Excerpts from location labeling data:
---
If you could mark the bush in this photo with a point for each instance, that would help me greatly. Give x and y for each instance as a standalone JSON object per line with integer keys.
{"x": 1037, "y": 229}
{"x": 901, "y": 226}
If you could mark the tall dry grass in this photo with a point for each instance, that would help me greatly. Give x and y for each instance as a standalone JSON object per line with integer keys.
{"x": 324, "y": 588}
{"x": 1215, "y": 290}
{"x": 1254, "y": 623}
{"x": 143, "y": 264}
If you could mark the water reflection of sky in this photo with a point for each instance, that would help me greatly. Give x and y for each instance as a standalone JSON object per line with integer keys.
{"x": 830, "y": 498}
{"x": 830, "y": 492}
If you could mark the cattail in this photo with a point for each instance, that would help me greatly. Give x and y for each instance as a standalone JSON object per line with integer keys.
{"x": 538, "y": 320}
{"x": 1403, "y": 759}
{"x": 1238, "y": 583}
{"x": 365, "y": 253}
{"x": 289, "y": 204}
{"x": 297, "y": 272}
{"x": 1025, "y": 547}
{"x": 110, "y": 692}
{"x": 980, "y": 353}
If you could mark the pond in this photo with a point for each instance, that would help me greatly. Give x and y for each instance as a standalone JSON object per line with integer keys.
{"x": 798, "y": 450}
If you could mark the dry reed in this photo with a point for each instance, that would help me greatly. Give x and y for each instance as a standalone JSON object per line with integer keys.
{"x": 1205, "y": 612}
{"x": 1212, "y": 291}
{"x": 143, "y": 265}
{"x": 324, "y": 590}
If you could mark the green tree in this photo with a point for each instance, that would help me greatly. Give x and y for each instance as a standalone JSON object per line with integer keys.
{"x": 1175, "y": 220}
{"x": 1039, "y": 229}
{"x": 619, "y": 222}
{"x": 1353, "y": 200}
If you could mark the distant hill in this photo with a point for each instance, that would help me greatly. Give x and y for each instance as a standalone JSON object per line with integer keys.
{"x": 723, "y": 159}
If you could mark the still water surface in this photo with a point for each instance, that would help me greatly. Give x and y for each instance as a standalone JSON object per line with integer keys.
---
### Task description
Reproduce every one of the entries above verbatim, line for line.

### Output of the task
If you could mark the bush in this photo with a point for each instance, that would help me greatly. Give x and y for each instance as a standalone JSON object per line with integer keys.
{"x": 1037, "y": 229}
{"x": 901, "y": 226}
If you could mark the tall dry grass in this photo with a point for each instance, that would help me greatly. Give x and y for each instance as a standalone JSON object per line with integer keys.
{"x": 324, "y": 588}
{"x": 1215, "y": 290}
{"x": 1254, "y": 623}
{"x": 143, "y": 264}
If you could mark the water reflection of sky in this photo with a point for each instance, that would help me greatly. Give x and y for each instance as a standalone JSON object per line with integer keys.
{"x": 830, "y": 498}
{"x": 830, "y": 492}
If you could mark the cattail in this photo with a point for each instance, that would help me greatly. Give x and y for each instance as a standalone JSON object per line with integer keys.
{"x": 538, "y": 320}
{"x": 1403, "y": 759}
{"x": 1238, "y": 583}
{"x": 365, "y": 253}
{"x": 289, "y": 204}
{"x": 297, "y": 272}
{"x": 1025, "y": 547}
{"x": 110, "y": 692}
{"x": 980, "y": 353}
If you could mark the pond in this photo with a point for each instance, that would help me greatly. Give x and y for each instance as a standalone JSON object per line with integer keys.
{"x": 798, "y": 450}
If you could mark the dry reed in this photo with a point for each instance, that would help me greatly. Give x and y for each instance as a standalone JSON object per line with integer keys.
{"x": 1205, "y": 612}
{"x": 1212, "y": 291}
{"x": 143, "y": 265}
{"x": 324, "y": 590}
If you could mark the green tree in this photo with a point for each instance, that would help me greatly. Give x and y for each instance as a standalone JSON object per line with integer keys.
{"x": 1175, "y": 220}
{"x": 1039, "y": 229}
{"x": 619, "y": 222}
{"x": 1353, "y": 200}
If you could mark the distant hill in this photo with a point for each instance, that would help me greatly. Give x and y for each instance as a standalone JSON object per line with integer keys.
{"x": 723, "y": 159}
If you could mark the still water surface in this photo with a point for each instance, that would help me greatly. Give x and y for each instance as a standalone JSON object per line with integer keys.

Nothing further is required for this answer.